Document section:
╔══

It is seen in Figure 6a that the temperature dependencies of elastic compliances $s_{ij}=f\left(T\right)$ of CMSX-4 are well fitted by Equation (11) and the approximating curves cross the experimental dots nearly in the middle. Taking the inverse version of Formulas (8)–(10) for the $s_{ij}\to c_{ij}$ conversion, the temperature dependencies of elastic stiffnesses $c_{ij}=f\left(T\right)$ were calculated, see Figure 6b. It is seen that the calculated curves $c_{ij}\left(T\right)$ correctly predict the temperature change of elastic stiffnesses as well.

3.2. Temperature Dependence of Elastic Constants of the Matrix Alloy

As was mentioned above, at the γ′-solvus temperature 1280 °C and above, at 1300 °C, we actually measured the elastic properties of the γ-matrix of CMSX-4. Therefore, combining these results with those measured in [16] in the temperature range RT–800 °C for a γ-alloy compositionally similar to the matrix of CMSX-4, one can evaluate the elastic properties of γ-matrix over the entire temperature range. In order to fit these combined results, Equation (11) was used again, which showed high reliability when applied to CMSX-4. The fitted parameters a, b, c, and d for the matrix are given in

Table 4. Fitted parameters of Equation (11) for the γ-matrix.

Elastic Compliances of Matrix
$s_{ij}^m$, GPa−1	a, 10−3 GPa−1	b, 10−6 GPa−1 °C−1	c, 10−6 GPa−1	d, 10−6 °C−1
$s_{11}^m$	7.49	4.44	1.05	7.10
−$s_{12}^m$	2.90	2.12	0.399	7.31
$s_{44}^m$	7.19	2.89	3.26	5.43

.

The fitted curves $s_{ij}=f\left(T\right)$ for the γ-matrix are shown in Figure 7a. It is seen that these curves have shapes similar to those for CMSX-4 (compare with Figure 6a) and pass through the experimental dots. The curves $c_{ij}=f\left(T\right)$ calculated from $s_{ij}=f\left(T\right)$ with inverse Equations (8)–(10) are plotted in Figure 7b. They have shapes that are also similar to those for CMSX-4 (compare with Figure 6b) and reasonably predict the experimental values of $c_{ij}$.

╚══

[Entries from a dataset]

╔══

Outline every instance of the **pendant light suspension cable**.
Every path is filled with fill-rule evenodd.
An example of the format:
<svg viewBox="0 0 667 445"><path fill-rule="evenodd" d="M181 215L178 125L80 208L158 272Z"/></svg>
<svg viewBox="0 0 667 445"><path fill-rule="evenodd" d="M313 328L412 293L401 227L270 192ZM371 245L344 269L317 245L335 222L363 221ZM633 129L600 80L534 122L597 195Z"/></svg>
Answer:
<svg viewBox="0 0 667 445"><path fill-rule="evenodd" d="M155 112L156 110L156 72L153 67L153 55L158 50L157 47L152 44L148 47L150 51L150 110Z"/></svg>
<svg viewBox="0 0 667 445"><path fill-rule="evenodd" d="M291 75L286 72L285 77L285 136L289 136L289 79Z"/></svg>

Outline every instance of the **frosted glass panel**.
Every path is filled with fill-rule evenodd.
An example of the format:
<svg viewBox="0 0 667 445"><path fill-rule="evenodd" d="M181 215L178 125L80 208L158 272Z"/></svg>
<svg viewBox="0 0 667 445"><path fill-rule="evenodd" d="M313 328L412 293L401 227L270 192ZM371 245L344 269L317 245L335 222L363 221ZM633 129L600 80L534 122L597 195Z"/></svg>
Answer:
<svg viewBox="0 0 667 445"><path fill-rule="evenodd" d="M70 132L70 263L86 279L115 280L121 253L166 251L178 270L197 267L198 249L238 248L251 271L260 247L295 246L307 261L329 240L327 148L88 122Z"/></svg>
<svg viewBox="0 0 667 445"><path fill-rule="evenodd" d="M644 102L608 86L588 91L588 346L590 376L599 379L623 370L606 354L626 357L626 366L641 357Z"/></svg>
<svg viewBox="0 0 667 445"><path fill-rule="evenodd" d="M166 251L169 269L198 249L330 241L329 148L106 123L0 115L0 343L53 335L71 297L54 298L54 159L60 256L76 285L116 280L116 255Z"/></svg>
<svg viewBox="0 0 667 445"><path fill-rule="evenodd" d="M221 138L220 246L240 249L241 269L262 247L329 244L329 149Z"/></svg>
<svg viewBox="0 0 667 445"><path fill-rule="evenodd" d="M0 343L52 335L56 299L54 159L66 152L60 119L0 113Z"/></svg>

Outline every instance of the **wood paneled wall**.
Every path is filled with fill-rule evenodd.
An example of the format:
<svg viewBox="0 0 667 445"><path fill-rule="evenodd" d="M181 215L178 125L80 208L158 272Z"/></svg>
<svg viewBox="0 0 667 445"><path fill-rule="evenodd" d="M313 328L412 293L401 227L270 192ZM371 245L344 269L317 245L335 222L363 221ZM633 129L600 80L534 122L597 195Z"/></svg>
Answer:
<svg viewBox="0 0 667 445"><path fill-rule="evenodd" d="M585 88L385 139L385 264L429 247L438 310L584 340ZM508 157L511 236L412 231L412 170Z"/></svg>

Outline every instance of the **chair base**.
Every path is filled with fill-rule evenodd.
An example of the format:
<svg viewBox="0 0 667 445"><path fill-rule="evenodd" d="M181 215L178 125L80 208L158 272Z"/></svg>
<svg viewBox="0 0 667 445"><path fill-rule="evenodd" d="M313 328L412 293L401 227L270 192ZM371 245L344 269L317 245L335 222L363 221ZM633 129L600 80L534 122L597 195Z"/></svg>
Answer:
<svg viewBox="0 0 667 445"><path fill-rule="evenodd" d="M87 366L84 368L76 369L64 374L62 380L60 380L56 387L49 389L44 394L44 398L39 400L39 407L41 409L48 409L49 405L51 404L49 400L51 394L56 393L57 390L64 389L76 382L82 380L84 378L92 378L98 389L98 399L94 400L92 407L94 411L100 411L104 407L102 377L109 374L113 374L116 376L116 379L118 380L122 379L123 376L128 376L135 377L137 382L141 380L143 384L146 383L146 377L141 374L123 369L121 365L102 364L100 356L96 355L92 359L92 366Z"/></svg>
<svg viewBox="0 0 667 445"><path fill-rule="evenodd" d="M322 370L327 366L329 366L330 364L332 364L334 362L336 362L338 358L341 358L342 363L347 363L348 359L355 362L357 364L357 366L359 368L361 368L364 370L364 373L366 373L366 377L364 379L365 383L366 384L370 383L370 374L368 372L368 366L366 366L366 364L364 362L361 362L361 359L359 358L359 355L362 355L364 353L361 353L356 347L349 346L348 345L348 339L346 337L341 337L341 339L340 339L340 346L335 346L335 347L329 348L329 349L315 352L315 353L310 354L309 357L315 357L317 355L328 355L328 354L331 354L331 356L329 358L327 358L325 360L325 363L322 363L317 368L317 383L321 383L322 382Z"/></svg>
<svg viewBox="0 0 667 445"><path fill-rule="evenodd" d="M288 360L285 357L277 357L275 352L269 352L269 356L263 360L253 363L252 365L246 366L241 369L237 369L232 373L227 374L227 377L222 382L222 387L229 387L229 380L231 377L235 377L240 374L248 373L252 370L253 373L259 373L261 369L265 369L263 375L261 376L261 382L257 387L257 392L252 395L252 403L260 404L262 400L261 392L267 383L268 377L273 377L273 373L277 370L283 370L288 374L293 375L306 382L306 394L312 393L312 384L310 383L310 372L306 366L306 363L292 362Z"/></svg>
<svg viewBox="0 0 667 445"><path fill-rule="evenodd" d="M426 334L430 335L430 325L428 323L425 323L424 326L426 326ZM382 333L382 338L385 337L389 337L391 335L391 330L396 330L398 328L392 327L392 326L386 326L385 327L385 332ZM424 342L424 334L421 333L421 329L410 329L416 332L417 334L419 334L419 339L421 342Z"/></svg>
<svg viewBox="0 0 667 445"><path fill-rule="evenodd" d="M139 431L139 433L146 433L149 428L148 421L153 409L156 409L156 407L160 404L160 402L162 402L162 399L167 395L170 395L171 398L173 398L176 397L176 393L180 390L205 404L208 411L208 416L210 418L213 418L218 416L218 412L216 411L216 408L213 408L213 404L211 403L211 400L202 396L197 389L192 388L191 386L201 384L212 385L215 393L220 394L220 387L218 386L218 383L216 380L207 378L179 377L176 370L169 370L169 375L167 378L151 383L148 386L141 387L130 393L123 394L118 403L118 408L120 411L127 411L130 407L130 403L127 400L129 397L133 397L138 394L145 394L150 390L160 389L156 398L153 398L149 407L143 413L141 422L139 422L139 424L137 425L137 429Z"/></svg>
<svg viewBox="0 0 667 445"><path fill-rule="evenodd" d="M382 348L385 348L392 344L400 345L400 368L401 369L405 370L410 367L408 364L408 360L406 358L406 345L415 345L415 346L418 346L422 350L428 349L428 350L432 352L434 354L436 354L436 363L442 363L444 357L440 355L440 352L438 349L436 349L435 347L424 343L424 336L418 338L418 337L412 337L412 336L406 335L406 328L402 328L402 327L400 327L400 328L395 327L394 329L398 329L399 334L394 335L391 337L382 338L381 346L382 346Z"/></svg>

╚══

To do:
For each statement below, say yes or no depending on whether the passage on CMSX-4 elastic constants agrees with it, and quote the words of the passage that decide it.
1. The elastic properties of the γ-matrix were measured at 1280 °C and at 1300 °C.
2. A different equation from Equation (11) was used to fit the combined results for the matrix.
3. The fitted curves for the γ-matrix have shapes unlike those for CMSX-4.
The data were taken from a different source than the text.

Solution for this task:
1. Yes: "at the γ′-solvus temperature 1280 °C and above, at 1300 °C, we actually measured the elastic properties of the γ-matrix of CMSX-4"
2. No: "Equation (11) was used again"
3. No: "these curves have shapes similar to those for CMSX-4"